Actions to take:
1: Write out the part of the text on curiosity between "One obstacle to" and "indeed, stay sceptical!", inclusive.
2: Translate this sentence from the text on curiosity into Spanish: "This page sets out to say something to colleagues: to therapists who see clients."

Page text:
↓↓↓
I have written a lot about the things I have learned working with clients over many years. Then there have been colleagues – supervisors, teachers and mentors.
This page sets out to say something to colleagues: to therapists who see clients.
I am going to mention just one quality YOU and I need to be good practitioners. There are many others, of course, but let’s start with just one.
It is a quality needed by both practitioners and clients to ensure that safe experiments do not simply become tasks.
It is ……………………….. CURIOSITY
You may not have been trained in how to generate it, but its there …………. somewhere. Some have it, others don’t.
ALL can search for it and then PLAY with it. Anyone who saw the Dalai Lama and Desmond Tutu in conversation on Joy will have noticed how that can work!
One obstacle to curiosity is giving ourselves over to schools and ‘founders’ of schools who tell us all we need to know. Although I understand the necessity of training, I’d encourage some scepticism about learning. My own ex-students might endorse this or, indeed, stay sceptical!
↑↑↑
Data segment:
↓↓↓
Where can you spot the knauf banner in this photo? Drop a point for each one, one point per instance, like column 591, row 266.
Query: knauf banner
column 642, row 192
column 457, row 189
↑↑↑
Solutions per task:
1:
One obstacle to curiosity is giving ourselves over to schools and ‘founders’ of schools who tell us all we need to know. Although I understand the necessity of training, I’d encourage some scepticism about learning. My own ex-students might endorse this or, indeed, stay sceptical!

2: Esta página pretende decirles algo a los colegas: a los terapeutas que atienden a clientes.